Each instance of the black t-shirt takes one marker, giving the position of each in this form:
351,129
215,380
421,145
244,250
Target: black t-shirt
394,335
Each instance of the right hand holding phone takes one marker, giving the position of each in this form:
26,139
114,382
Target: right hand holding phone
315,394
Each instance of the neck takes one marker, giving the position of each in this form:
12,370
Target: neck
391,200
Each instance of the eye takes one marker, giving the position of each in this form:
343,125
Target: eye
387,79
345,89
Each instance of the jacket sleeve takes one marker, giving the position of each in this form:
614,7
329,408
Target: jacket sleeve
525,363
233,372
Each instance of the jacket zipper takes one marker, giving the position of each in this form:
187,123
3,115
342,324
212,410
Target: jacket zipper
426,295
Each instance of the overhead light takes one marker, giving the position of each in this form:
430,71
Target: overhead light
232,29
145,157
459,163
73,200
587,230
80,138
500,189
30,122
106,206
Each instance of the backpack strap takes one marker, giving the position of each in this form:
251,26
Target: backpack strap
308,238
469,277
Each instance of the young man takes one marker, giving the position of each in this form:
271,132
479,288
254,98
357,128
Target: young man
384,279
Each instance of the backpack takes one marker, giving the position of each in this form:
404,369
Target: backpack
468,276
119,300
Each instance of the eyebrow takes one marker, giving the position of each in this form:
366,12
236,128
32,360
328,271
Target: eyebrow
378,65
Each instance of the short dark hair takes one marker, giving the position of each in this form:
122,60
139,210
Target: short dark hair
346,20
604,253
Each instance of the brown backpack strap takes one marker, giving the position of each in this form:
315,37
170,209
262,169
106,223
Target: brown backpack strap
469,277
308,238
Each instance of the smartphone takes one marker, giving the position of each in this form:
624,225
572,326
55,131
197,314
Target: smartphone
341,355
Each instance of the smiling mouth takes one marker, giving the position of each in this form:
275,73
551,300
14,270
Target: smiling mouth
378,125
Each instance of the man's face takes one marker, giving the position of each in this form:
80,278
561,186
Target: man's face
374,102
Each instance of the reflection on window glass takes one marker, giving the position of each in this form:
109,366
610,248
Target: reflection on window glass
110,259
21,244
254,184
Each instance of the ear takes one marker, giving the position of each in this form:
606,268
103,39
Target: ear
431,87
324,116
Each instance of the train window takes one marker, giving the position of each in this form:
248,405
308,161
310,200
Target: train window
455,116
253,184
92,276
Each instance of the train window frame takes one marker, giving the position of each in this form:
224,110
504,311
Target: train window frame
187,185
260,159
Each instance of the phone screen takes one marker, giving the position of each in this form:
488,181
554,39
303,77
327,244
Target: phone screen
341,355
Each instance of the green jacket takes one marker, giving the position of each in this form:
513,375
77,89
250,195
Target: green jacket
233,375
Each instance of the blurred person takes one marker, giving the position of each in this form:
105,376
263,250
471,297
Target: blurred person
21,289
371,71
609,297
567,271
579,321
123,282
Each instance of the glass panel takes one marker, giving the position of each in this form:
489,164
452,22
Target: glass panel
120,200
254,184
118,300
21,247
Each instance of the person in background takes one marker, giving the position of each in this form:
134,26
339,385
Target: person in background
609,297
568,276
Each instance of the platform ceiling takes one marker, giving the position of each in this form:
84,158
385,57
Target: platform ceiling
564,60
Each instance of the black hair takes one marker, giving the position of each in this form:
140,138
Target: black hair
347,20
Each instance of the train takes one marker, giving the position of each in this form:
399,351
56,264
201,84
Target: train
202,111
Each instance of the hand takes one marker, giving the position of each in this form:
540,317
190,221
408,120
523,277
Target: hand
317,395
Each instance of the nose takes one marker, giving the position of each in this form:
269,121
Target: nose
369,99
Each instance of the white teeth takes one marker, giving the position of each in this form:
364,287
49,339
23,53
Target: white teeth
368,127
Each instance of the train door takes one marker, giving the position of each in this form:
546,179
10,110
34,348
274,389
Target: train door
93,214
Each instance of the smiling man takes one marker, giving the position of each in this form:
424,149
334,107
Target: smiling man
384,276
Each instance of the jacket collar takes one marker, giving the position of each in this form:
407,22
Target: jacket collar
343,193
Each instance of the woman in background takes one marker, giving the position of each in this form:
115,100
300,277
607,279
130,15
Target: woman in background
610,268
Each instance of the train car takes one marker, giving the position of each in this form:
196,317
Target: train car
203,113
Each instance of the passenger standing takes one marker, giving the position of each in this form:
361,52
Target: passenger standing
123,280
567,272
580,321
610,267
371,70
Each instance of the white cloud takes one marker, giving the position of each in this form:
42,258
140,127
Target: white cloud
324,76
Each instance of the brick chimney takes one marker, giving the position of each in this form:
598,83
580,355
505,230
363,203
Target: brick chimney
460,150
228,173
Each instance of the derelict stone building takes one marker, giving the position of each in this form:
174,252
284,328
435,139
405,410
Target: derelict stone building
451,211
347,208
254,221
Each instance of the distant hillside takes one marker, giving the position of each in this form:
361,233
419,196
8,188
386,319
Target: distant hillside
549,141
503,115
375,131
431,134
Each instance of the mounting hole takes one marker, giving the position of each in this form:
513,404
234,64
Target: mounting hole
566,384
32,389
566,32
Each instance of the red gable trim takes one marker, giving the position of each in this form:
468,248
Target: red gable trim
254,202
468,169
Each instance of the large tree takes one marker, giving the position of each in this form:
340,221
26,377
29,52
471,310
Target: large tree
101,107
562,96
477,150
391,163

**WHAT THE TASK ASKS**
The lines of the data, from the first through the one containing "Each instance of the eye takes", are to be transcribed exactly.

**WRITTEN REPLY**
Each instance of the black t-shirt takes one marker, giving the position of each in this form:
351,129
215,380
421,145
244,250
Target: black t-shirt
394,335
Each instance of the right hand holding phone takes one marker, giving the position of each in this form:
26,139
114,382
Target: right hand holding phone
315,394
Each instance of the neck takes one marker, giving the position of each in this form:
12,370
Target: neck
391,200
Each instance of the eye takes one marker, giving the position of each in this form:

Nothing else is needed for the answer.